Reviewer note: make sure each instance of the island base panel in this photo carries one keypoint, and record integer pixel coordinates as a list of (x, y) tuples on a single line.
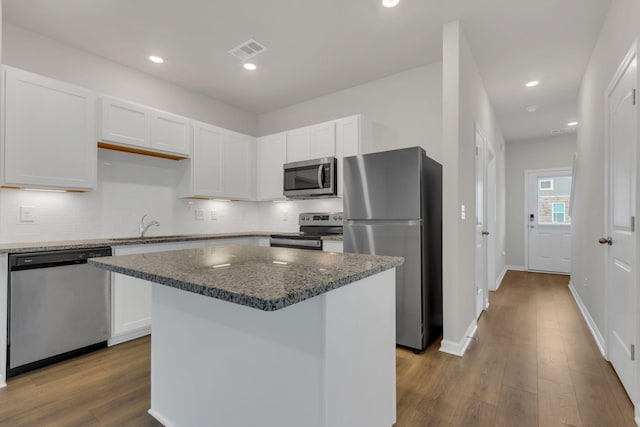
[(328, 361)]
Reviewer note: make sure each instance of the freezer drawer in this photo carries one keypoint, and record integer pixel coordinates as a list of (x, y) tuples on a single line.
[(396, 239)]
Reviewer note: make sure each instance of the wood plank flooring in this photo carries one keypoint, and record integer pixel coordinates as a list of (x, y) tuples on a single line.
[(532, 363)]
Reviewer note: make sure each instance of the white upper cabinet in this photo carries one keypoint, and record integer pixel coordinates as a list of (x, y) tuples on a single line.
[(138, 126), (311, 142), (49, 129), (272, 155), (169, 132), (124, 122), (222, 165), (298, 145), (323, 140)]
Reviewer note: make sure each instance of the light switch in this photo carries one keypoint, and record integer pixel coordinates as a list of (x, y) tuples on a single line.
[(27, 214)]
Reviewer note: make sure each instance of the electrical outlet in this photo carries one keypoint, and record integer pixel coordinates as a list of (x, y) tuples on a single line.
[(27, 214)]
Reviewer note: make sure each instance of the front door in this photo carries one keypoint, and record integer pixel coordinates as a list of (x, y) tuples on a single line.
[(620, 242), (548, 221)]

Exercise
Every line from the one holding "Reviewer note: make sure each instance of the freezer" through the final line of the listing must be echoed exactly; leave out all other lines.

Solution to this task
Reviewer note: make sure each instance of the freezer drawer in this photo carries one keypoint, and record integer pixel coordinates as a list of (x, y) tuples on a single line.
[(396, 239)]
Reviewer note: make sure each instance of the wood plank flooring in this photo carries one keypoint, and record integer pixel coordinates as a list of (x, y) tuples on a single line.
[(532, 363)]
Reviewer note: make sure each instance of the white upper cabinet in this photo carries one keypoint, and record integer pixel coordinates as a list of (x, y) tuples on a single line.
[(138, 126), (311, 142), (49, 129), (272, 155), (169, 132), (124, 122), (222, 165), (298, 145), (323, 140)]
Reviewer note: make sure each instance of the light switch in this photo carries one keypoint, and record integer pixel coordinates as a list of (x, y) tuples on a single line.
[(27, 214)]
Reviewer note: make sure each instance of the electrical outlet in this photo carries one keypoint, and record integer pixel coordinates as a list of (x, y) tuples on a single line.
[(27, 214)]
Reviewer note: make sure each instance of the front door in this photo carries one keypoint, and record integer pixel coordinates as a list of (x, y) tuples on a single line.
[(620, 242), (548, 221)]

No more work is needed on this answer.